> **Request a**: Which commands appear in the example block in the first post of the forum thread below? List each one in full.

> **Reading passage**:
— Begin —
What's interesting is that I don't see this when using the GUI to set up replication, like those other forum posts. Instead, I'm seeing it with a script of mine, which I use to push an on-demand replication to a local pool, which I use to create rotating backup pools that are hot-swapped and stored off-site. The replication script tries to mimic the same zfs commands as used in GUI replication (at least, before 9.3.1 - I haven't checked to see exactly what's changed in the new replication scheme). Here are example commands I use to replicate locally:

zfs snapshot -r pool/bu@bakset1-20151001.1616
zfs send -e -R -I bakset1-20150929.1304 pool/bu@bakset1-20151001.1616 | zfs receive -v -F -d bakset1
zfs destroy -r -v pool/bu@bakset1-20150929.1304​

Once that zfs receive starts, the collectd errors start appearing. If I manually look at the tree out in the PULL pool bakset1, the top-level received dataset, at bakset1/bu, doesn't have the actual nested datasets within it. Instead, it just has the placeholder mountpoint directories for those datasets. You can tell because the mountpoints are empty, and all have the same modification times when the bakset1 destination was first created, instead of various times corresponding to the modifications of the source datasets under pool/bu. The collectd syslog errors start appearing because those datasets are nested two levels down, e.g. bakset1/bu/users/user1, and those mountpoint directories aren't found any longer since their parent directory is acting unmounted.

Even though the nested datasets act like they're unmounted, they still show up in the output from zfs mount.

I fix the problem by detaching and reattaching the destination pool in the GUI storage tab, but the problem will reoccur the next time a replicate.

Anyone have any idea why a zfs receive would half-way unmount a dataset?

I've attached the script I use to manually replicate, though the details there aren't important to the errors I'm seeing.
 

Attachments

  • repl-to-bakset.py.txt
    4 KB · Views: 256

Apollo

Wizard
Joined
Jun 13, 2013
Messages
1,458
Check your volume is not set as readonly.
If it is, then set it to readonly=off
If you detach or perform zpool export of bakset1, then do: "zpool import bakset" in CLI, you should see errors regarding dataset not being mounted. This is most likely the sign your volume is set as readonly=on.
When you set it as readonly=off, then when you import it, it should mount all the dataset and include the volume under GUI.
 

philiplu

Explorer
Joined
Aug 10, 2014
Messages
58
No, not readonly. zpool get readonly bakset1 returns readonly=off. I would expect, if readonly was on, that the zfs receive would have failed. But it doesn't - the backup datasets look correct, once I detach/attach the pool.
 

Apollo

Wizard
Joined
Jun 13, 2013
Messages
1,458
No, not readonly. zpool get readonly bakset1 returns readonly=off. I would expect, if readonly was on, that the zfs receive would have failed. But it doesn't - the backup datasets look correct, once I detach/attach the pool.
Readonly=on on a volume doesn't prevent it from receiving replication snapshots. It will prevent any other write types but replication.
— End —
> **Request b**: Can you recast the records, from the line containing "One pin marks each instance of the man's face." down to the end of the records, as a Markdown table with the columns Row and Line? Skip blank lines and leave out the pictures.

(Data items)
— Begin —
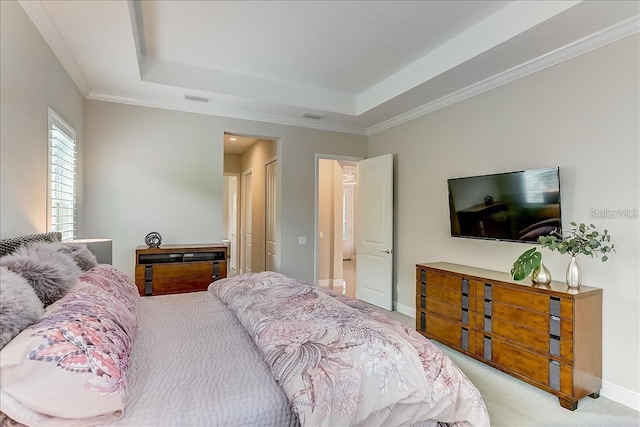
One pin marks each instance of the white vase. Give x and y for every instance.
(541, 276)
(574, 275)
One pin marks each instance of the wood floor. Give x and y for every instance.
(349, 288)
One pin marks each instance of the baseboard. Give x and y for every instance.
(621, 395)
(405, 309)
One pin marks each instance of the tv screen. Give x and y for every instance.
(513, 206)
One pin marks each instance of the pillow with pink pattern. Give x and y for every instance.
(72, 366)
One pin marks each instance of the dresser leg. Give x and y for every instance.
(568, 404)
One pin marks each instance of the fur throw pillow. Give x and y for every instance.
(50, 272)
(20, 307)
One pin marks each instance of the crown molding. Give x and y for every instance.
(594, 41)
(233, 114)
(35, 11)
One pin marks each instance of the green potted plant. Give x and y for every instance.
(581, 239)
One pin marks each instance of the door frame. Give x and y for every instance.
(246, 217)
(276, 213)
(319, 157)
(237, 222)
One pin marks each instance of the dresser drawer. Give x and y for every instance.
(454, 334)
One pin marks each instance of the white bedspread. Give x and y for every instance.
(193, 364)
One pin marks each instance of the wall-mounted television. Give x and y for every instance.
(513, 206)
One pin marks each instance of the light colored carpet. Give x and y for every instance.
(514, 403)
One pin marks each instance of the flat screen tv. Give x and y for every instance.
(513, 206)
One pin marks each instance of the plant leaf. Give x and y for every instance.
(525, 264)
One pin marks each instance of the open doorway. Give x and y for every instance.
(336, 191)
(247, 158)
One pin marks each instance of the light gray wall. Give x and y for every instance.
(150, 169)
(31, 80)
(581, 115)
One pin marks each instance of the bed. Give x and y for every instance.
(258, 349)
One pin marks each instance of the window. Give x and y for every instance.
(62, 184)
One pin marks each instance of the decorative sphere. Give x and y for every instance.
(153, 239)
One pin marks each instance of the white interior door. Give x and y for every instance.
(270, 200)
(374, 248)
(231, 221)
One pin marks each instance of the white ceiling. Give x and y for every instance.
(363, 66)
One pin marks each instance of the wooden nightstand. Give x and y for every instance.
(172, 269)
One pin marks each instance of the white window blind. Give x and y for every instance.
(62, 177)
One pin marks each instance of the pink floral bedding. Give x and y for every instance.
(343, 363)
(72, 367)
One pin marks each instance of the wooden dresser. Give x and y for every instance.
(549, 336)
(172, 269)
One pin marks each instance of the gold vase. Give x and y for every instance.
(574, 275)
(541, 275)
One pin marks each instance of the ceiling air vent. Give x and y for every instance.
(315, 116)
(197, 98)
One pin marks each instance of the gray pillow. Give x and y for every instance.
(50, 272)
(78, 251)
(20, 307)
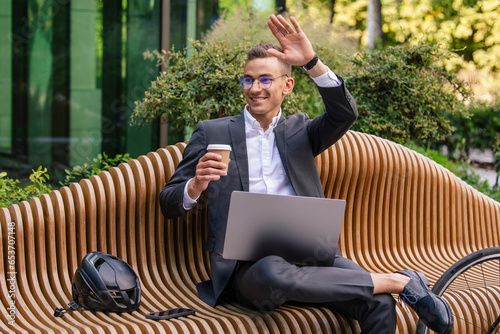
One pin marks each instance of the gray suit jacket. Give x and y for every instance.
(299, 140)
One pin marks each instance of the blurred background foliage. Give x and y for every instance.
(432, 82)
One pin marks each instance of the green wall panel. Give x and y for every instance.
(86, 99)
(5, 78)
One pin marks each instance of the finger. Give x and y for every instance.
(295, 24)
(274, 30)
(279, 26)
(276, 54)
(286, 26)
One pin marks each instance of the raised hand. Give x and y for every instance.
(297, 49)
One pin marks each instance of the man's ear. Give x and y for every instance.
(290, 82)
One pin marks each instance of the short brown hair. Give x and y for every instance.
(260, 51)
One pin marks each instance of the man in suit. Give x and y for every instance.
(271, 154)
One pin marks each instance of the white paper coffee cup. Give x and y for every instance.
(221, 149)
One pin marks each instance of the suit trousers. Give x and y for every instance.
(344, 287)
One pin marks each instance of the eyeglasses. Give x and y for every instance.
(265, 82)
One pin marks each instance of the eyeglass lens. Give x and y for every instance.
(265, 82)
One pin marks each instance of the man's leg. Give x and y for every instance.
(346, 287)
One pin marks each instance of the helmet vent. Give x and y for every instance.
(99, 262)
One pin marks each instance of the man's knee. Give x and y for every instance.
(272, 272)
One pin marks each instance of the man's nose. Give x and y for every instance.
(255, 86)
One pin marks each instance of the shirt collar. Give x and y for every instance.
(252, 123)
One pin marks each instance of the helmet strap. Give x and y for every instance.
(73, 306)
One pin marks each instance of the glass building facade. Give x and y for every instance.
(71, 70)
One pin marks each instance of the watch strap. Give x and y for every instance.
(311, 63)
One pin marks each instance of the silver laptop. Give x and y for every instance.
(302, 230)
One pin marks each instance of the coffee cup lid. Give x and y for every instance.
(219, 147)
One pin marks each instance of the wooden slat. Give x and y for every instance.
(403, 211)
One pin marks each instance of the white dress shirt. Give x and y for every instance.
(265, 168)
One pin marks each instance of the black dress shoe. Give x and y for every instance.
(434, 311)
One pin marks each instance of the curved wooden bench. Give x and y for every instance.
(403, 211)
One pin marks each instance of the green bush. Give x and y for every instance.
(12, 193)
(93, 167)
(403, 95)
(462, 169)
(200, 87)
(479, 128)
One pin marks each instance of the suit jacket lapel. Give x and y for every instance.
(280, 137)
(237, 133)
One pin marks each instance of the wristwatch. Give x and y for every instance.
(312, 63)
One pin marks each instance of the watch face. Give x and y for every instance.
(312, 63)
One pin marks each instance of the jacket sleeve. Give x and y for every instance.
(172, 195)
(340, 113)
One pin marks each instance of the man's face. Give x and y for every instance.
(266, 103)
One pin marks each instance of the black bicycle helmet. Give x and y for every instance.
(105, 283)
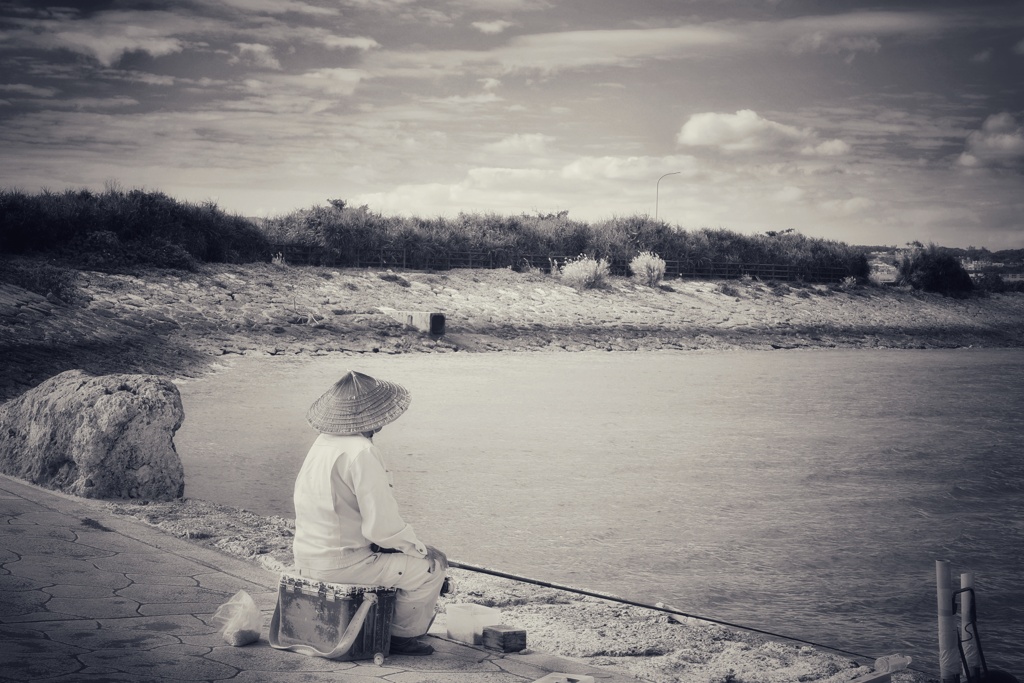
— End —
> **Final answer a**:
zfs snapshot -r pool/bu@bakset1-20151001.1616
zfs send -e -R -I bakset1-20150929.1304 pool/bu@bakset1-20151001.1616 | zfs receive -v -F -d bakset1
zfs destroy -r -v pool/bu@bakset1-20150929.1304

> **Final answer b**:
| Row | Line |
|---|---|
| 1 | One pin marks each instance of the man's face. Give x and y for every instance. |
| 2 | (266, 103) |
| 3 | One pin marks each instance of the black bicycle helmet. Give x and y for every instance. |
| 4 | (105, 283) |